Write each line out exactly, leaving none out.

DATA IN THIS EXERCISE:
<<<<

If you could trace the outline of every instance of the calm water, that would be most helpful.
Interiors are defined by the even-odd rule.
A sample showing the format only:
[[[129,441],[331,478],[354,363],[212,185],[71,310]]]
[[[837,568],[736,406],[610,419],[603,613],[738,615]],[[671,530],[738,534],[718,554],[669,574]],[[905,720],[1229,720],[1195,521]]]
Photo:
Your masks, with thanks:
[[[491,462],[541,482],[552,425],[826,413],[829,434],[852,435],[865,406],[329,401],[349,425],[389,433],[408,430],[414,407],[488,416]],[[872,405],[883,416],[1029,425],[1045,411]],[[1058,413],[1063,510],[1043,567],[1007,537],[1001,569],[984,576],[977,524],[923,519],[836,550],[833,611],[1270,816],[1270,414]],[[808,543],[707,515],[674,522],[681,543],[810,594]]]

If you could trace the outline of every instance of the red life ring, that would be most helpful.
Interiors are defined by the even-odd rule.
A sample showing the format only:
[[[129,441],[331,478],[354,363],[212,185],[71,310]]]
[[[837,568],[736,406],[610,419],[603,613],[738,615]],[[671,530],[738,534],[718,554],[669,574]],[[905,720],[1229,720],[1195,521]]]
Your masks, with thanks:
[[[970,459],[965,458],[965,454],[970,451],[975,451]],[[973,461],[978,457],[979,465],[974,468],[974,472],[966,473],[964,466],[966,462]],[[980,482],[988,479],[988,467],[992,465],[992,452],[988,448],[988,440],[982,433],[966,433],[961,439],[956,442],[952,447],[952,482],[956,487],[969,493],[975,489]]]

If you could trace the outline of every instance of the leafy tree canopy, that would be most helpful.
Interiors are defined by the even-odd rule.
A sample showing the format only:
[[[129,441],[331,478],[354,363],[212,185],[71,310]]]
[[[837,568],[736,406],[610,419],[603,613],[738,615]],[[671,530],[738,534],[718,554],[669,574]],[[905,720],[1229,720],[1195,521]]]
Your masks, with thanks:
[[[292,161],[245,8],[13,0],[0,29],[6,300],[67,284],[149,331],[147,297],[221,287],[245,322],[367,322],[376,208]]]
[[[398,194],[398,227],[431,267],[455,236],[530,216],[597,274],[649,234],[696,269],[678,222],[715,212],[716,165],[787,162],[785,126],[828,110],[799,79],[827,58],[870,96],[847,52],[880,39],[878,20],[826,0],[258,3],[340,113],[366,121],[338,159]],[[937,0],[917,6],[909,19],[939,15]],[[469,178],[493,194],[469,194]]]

>>>>

CORRECT OUTPUT:
If you could trace the outline of every instance of the calm water, that would be most helpful.
Interiors are defined by the even-odd rule.
A sample showing the format only:
[[[129,441],[331,478],[354,363],[212,185],[71,310]]]
[[[837,568],[736,406],[610,419],[603,613],[738,615]],[[671,530],[738,534],[718,554],[669,574]],[[905,720],[1229,720],[1195,521]]]
Photo:
Your masks, with thanks:
[[[491,462],[541,482],[552,425],[826,413],[829,434],[852,435],[865,406],[329,401],[349,425],[389,433],[408,430],[414,407],[488,416]],[[872,405],[883,416],[1029,425],[1045,411]],[[1058,413],[1063,510],[1043,567],[1007,537],[1001,569],[984,576],[977,524],[923,519],[836,550],[833,611],[1270,816],[1270,414]],[[808,543],[707,515],[674,522],[681,543],[810,594]]]

If you could trace the outline of every instance of the red life ring, that would be most helpful.
Interiors are defined by the even-odd rule.
A sample showing the format only:
[[[129,441],[331,478],[354,363],[212,185],[71,310]]]
[[[837,568],[736,406],[610,419],[603,613],[738,615]],[[671,530],[738,534],[718,554],[669,574]],[[905,720],[1229,720],[1195,521]]]
Your masks, with thanks:
[[[970,459],[965,458],[965,454],[970,451],[975,451]],[[973,461],[978,457],[979,465],[974,468],[974,472],[966,473],[964,466],[966,462]],[[980,482],[988,479],[988,467],[992,465],[992,452],[988,448],[988,440],[982,433],[966,433],[961,439],[956,442],[952,447],[952,482],[956,487],[969,493],[975,489]]]

If you could trace the outline of every instance of the leafy tree canopy, that would be most helpful.
Interiors are defined by the even-odd rule.
A sample showing the format only:
[[[129,441],[331,478],[354,363],[212,185],[71,310]]]
[[[837,568],[736,406],[610,419],[603,613],[738,615]],[[671,530],[738,534],[718,554],[669,574]],[[905,720],[1229,720],[1195,521]]]
Your masks, with thanks:
[[[292,161],[245,8],[13,0],[0,29],[6,300],[67,284],[149,331],[147,297],[221,287],[245,322],[367,322],[376,208]]]
[[[398,194],[398,227],[431,267],[455,236],[530,216],[597,274],[649,234],[696,269],[678,222],[715,212],[716,165],[787,162],[785,126],[828,110],[799,79],[827,58],[870,96],[847,52],[880,39],[878,20],[826,0],[258,3],[340,113],[366,121],[338,159]],[[937,0],[917,6],[909,19],[939,15]],[[469,178],[493,194],[469,194]]]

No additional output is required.